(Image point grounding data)
# # #

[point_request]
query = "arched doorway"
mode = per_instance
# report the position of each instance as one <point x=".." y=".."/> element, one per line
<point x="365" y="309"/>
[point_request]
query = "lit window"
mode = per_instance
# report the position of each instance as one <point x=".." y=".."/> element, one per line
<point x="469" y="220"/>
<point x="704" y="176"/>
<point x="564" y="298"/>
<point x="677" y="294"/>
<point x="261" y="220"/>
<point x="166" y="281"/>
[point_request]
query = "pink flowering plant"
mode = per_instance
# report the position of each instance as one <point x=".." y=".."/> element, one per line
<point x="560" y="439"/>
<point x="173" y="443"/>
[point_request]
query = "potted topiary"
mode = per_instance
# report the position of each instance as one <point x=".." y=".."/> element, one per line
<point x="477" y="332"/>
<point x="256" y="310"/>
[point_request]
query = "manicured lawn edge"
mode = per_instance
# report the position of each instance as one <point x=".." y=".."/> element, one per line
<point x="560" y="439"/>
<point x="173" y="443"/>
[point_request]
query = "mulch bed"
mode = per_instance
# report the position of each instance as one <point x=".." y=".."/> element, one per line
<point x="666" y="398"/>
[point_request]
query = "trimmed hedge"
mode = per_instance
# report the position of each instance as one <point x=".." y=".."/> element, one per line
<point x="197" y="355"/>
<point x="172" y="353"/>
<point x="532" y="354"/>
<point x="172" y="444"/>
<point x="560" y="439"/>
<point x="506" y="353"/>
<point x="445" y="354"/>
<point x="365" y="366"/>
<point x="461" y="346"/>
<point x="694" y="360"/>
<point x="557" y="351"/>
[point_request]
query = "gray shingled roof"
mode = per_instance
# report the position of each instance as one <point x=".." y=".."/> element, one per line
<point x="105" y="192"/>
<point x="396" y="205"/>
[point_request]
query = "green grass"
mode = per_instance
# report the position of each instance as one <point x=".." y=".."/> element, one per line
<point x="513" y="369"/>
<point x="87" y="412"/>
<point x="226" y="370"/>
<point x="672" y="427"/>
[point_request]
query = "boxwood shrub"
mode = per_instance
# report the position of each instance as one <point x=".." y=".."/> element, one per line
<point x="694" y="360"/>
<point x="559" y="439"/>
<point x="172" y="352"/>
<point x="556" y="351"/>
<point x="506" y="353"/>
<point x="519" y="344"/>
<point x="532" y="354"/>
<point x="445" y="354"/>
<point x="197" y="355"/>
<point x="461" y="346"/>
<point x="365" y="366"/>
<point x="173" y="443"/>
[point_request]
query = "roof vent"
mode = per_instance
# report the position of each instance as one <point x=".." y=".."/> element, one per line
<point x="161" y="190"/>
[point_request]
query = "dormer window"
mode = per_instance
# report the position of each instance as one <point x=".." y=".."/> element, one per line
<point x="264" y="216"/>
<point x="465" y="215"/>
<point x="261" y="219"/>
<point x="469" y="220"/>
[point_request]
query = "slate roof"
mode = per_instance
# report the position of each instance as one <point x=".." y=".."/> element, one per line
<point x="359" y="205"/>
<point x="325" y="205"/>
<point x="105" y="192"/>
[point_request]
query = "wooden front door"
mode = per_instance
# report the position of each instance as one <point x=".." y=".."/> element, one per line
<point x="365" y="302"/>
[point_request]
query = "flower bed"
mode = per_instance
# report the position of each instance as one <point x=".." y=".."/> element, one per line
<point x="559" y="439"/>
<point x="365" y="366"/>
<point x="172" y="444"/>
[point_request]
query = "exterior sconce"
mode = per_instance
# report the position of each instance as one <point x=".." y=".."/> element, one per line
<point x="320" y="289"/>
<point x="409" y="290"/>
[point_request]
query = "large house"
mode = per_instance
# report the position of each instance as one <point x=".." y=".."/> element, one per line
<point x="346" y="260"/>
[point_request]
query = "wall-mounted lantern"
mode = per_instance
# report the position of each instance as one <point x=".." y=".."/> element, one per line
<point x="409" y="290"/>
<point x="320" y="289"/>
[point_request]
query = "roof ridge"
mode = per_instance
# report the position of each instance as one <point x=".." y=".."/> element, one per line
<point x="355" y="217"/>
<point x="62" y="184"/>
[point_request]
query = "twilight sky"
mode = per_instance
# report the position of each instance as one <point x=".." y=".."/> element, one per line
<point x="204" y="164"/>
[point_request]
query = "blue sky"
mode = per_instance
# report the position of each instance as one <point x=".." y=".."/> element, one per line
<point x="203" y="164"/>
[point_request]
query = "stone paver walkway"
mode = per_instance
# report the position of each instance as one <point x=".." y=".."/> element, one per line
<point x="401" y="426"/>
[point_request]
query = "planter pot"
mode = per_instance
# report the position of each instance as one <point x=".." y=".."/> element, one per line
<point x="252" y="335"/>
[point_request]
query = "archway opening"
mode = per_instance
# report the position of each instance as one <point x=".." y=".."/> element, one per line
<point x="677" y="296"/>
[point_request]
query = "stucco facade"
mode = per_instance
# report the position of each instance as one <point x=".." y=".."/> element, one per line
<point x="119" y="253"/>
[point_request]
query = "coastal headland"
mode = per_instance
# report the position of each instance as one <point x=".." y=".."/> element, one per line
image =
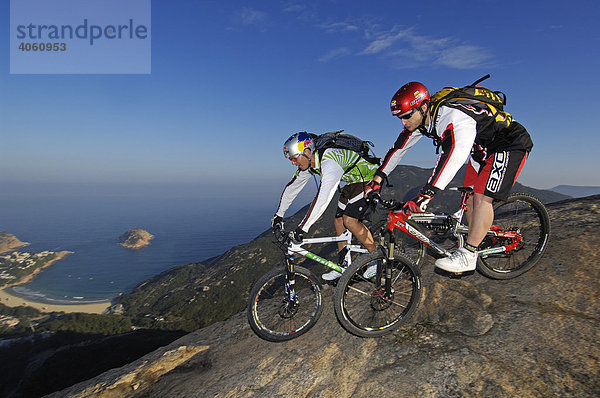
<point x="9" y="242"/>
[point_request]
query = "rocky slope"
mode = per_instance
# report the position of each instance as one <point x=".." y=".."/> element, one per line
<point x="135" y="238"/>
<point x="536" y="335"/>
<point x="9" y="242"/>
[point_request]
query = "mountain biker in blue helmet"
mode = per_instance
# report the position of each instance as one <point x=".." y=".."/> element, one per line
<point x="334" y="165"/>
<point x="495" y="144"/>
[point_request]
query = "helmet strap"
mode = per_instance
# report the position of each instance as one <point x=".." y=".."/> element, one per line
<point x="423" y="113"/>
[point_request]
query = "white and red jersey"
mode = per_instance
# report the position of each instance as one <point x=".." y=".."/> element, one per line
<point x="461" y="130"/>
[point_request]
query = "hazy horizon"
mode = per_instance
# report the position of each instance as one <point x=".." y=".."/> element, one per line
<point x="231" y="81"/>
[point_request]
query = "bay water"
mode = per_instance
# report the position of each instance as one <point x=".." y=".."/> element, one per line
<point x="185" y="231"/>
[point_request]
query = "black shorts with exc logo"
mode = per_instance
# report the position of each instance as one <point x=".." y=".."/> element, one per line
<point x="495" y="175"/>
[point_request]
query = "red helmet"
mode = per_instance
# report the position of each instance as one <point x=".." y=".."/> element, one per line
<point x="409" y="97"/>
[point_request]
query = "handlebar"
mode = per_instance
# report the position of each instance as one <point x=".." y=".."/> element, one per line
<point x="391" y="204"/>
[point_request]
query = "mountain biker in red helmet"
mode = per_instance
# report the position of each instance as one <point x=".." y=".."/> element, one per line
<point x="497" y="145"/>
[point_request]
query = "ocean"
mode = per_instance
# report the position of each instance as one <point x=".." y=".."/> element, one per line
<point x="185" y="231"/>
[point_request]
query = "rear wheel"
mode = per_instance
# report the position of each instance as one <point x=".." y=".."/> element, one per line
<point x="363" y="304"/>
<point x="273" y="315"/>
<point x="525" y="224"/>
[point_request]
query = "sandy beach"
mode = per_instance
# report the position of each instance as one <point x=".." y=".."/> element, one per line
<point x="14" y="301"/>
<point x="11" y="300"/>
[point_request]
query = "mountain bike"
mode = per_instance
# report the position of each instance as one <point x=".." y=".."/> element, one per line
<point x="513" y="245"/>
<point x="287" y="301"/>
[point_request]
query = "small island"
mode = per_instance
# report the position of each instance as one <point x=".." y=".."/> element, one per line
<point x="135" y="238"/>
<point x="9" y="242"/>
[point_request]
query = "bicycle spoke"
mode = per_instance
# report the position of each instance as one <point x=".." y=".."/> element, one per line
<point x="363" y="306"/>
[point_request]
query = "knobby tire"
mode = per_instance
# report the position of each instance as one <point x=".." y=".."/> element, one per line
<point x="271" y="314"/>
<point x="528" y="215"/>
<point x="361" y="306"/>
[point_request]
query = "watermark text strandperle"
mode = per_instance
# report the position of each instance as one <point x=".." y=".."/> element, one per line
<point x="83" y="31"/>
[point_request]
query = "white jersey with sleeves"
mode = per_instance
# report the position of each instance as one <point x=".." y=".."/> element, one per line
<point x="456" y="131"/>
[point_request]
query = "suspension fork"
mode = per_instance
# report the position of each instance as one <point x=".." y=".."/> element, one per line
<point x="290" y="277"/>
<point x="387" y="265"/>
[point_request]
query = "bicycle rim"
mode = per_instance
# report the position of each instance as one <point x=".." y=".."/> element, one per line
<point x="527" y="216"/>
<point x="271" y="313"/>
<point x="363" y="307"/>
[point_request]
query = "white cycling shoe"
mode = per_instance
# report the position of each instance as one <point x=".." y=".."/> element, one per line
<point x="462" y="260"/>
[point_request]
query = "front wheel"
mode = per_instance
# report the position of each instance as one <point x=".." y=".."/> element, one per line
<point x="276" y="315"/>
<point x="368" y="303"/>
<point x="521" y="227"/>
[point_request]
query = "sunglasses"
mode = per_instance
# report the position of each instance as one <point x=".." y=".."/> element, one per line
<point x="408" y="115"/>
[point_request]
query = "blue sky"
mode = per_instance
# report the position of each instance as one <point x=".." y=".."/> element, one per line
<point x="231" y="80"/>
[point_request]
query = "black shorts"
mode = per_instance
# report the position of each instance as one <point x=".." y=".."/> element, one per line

# # #

> _Instructions for the task_
What is needed is a copy of every line above in which "mountain" appears.

> _Result of the exercise_
query = "mountain biker in blue helmet"
query = "mountain biker in red helmet"
query = "mountain bike"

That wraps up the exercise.